Point-per-instance localization data:
· · · ·

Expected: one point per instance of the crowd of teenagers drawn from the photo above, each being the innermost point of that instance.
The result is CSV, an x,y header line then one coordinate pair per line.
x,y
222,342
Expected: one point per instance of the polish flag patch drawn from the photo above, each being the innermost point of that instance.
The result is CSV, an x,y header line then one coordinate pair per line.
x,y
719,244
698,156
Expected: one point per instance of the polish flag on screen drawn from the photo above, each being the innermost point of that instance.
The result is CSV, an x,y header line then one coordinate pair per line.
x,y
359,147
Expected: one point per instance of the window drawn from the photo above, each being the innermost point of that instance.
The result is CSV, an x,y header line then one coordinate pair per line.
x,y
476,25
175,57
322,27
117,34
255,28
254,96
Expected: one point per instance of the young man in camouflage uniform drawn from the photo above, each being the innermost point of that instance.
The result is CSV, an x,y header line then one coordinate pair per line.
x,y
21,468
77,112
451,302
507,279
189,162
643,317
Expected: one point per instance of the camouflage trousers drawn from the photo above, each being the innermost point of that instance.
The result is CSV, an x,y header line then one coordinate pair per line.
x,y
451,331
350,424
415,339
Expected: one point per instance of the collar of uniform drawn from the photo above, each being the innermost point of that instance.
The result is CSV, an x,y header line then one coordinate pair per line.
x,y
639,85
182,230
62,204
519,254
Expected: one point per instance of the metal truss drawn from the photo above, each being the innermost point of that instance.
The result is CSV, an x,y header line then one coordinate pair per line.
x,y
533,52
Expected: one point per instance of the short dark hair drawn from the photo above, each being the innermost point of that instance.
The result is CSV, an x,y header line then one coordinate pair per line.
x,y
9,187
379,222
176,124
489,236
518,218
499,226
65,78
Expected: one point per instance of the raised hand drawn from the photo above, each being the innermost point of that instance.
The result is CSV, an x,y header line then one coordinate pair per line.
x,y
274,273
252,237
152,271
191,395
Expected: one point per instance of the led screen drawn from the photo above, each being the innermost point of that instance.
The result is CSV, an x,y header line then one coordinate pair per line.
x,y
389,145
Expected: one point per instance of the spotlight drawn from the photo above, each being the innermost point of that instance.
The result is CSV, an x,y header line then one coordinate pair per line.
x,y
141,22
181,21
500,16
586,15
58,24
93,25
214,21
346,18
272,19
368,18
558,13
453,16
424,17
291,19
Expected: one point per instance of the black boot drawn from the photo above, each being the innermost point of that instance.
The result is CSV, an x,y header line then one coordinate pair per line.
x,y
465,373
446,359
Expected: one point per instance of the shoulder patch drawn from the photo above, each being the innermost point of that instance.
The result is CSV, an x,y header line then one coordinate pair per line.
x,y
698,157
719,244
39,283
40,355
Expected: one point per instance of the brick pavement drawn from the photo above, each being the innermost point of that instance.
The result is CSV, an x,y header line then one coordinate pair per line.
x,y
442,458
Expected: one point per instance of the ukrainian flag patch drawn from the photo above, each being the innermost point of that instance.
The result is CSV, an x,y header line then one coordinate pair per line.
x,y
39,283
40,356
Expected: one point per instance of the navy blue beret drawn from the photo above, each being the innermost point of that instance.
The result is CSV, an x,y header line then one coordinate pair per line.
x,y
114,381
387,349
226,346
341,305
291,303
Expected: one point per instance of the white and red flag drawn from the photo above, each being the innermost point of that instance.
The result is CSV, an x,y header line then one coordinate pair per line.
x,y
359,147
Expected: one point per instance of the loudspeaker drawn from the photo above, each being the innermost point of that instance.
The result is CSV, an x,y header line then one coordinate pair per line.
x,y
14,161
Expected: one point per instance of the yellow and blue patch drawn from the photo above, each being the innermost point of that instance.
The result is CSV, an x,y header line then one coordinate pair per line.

· · · ·

Every record is to be retyped exactly as given.

#### Solution
Expected: one point per instance of the crowd of teenagers drawn from the photo above, each being the innermost point of that instance.
The result is CSV, an x,y header line then one coordinate pair per line.
x,y
222,342
Expected: one point per instance of the polish flag patch drawn from the photo above, each being the innermost point of that instance.
The result is CSV, an x,y header line then one coordinate pair per line.
x,y
719,244
698,156
Expected: one point per instance of the polish flag on screen drawn from the photo above, each being the innermost point of that instance.
The result is CSV, an x,y header line then one coordinate pair per line.
x,y
359,147
Expected: one point per instance of the window drawn from the photo above, each being the innermost point of that instance.
The result is CSV, an x,y header line then one coordinate pair per line.
x,y
476,25
175,57
322,27
117,34
255,28
254,96
Expected: one point per instance of the young man in camouflage uniform drawn from the photo above, each being the innermost point of that instance.
The result is CSV, an x,y header line then one coordinate pair per line.
x,y
21,468
77,112
451,302
507,279
189,162
643,317
Expected: one point per instance of the camouflage trousers drawn from the photo above, each being the innermost point of that instance.
The result is CSV, an x,y header line then one coordinate pair per line.
x,y
451,331
350,424
415,339
Expected: one point per instance of the collar of uniform drawn from the photo above, each being the innermost point of that instance.
The result is CSV, an x,y header line then one coordinate pair per line.
x,y
639,85
182,230
62,204
519,254
Expected: one point per instance of the metal truss drawn from the photo above, each being the innermost point of that instance.
The result is CSV, an x,y header line then one coordinate pair per line.
x,y
533,52
Expected: one point per instance of the short dark hair drawn from the photo above, each being the innermost point of that instance.
The result is CSV, an x,y header line then one coordinate pair per line.
x,y
9,187
379,222
176,124
489,236
518,218
499,226
65,78
Expected: one point per instance of the raised hand drawn from the photo above, each being the innermost point of that instance.
The result is CSV, an x,y header line then one coordinate pair per line.
x,y
274,273
252,237
152,271
191,395
Expected: one point per instance of the led screen drawn from the photo above, each being the innermost point of that instance.
The result is CSV, an x,y header line then one coordinate pair per line.
x,y
389,145
Expected: one point per instance of the spotlight drawn from the photo above, each being the innermost point of that instance.
The result is CSV, an x,y header line then one coordinate pair per line.
x,y
141,22
181,21
500,16
586,15
58,24
93,25
214,21
346,18
272,19
368,18
558,13
453,16
424,17
291,19
Expected: one point per instance of the black boot drawn from the photo above, each being the innermost point of that instance.
The result is CSV, an x,y header line then one coordinate pair per line.
x,y
465,373
446,359
Expected: one point per instance of the shoulder patch drawn from the photo above, each being the innermost point of that instance.
The result is CSV, an x,y header line then one coordinate pair per line.
x,y
698,157
719,244
39,283
40,355
Expected: one point per instance of the brick pavement drawn from the photo above, each being the innermost point of that instance.
The result is CSV, an x,y header line then one coordinate pair per line.
x,y
442,458
Expected: one point per instance of the ukrainian flag patch drawn from the photo above, each being the innermost point of that instance.
The result is CSV, an x,y header line then one coordinate pair per line.
x,y
39,283
40,356
Expected: one point per instance of the navy blue beret drawn from the photo above, each being the innermost point of that instance.
The result is CSV, an x,y header line then one coordinate pair per line.
x,y
114,381
387,349
226,346
341,305
291,303
Expected: one point per instance of the white and red flag drawn from the photo above, each being the innermost point of that instance.
The result is CSV, an x,y header line then one coordinate pair per line.
x,y
359,147
Expected: one point per instance of the loudspeaker drawn from the photo above, each being the innermost point of that instance.
The result is CSV, an x,y header line then one coordinate pair per line.
x,y
14,161
Expected: one point per instance of the yellow and blue patch drawn from the photo above, each being the innermost point of that instance.
The result is CSV, an x,y header line then one coordinate pair per line.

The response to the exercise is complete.